- Problem requirements
Rewrite the backarc basin passage below, starting at the words "Recall that thinning" and stopping after "floors the Sea of Japan.", with "Sea of Japan" changed to "Japan Sea".
══ Page excerpt ══
Recall that thinning and rifting of the lithosphere results in upwelling of hot mantle rock and accompanying decompression melting. Continued extension initiates a type of seafloor spreading that generates new ocean crust, thereby increasing the size of a developing backarc basin. Active backarc basins are found behind the Mariana and Tonga islands, whereas inactive basins are exemplified by the South China Sea and the Sea of Japan. Backarc spreading that formed the Sea of Japan is thought to have lifted a small piece of continental crust from Asia. Gradually, this crustal fragment migrated seaward along the retreating trench. Seafloor spreading, in turn, created the oceanic crust that floors the Sea of Japan.

Compressional Regimes. At some subduction zones, compressional forces are dominant. This appears to be the case in the central Andes, where an episode of deformation began about 30 million years ago. During this span, the western margin of South America has been actively over-running the subducting Nazca Plate at a rate of about 3 centimeters per year. Put another way, the South American Plate has been advancing toward the Peru-Chile trench at a rate faster than the trench has been retreating, because of slab sinking.
═══
══ Data excerpts ══
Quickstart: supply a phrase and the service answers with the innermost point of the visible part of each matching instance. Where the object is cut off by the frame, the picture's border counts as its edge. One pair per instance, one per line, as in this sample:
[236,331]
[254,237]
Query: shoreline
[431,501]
═══
- Written response
Recall that thinning and rifting of the lithosphere results in upwelling of hot mantle rock and accompanying decompression melting. Continued extension initiates a type of seafloor spreading that generates new ocean crust, thereby increasing the size of a developing backarc basin. Active backarc basins are found behind the Mariana and Tonga islands, whereas inactive basins are exemplified by the South China Sea and the Japan Sea. Backarc spreading that formed the Japan Sea is thought to have lifted a small piece of continental crust from Asia. Gradually, this crustal fragment migrated seaward along the retreating trench. Seafloor spreading, in turn, created the oceanic crust that floors the Japan Sea.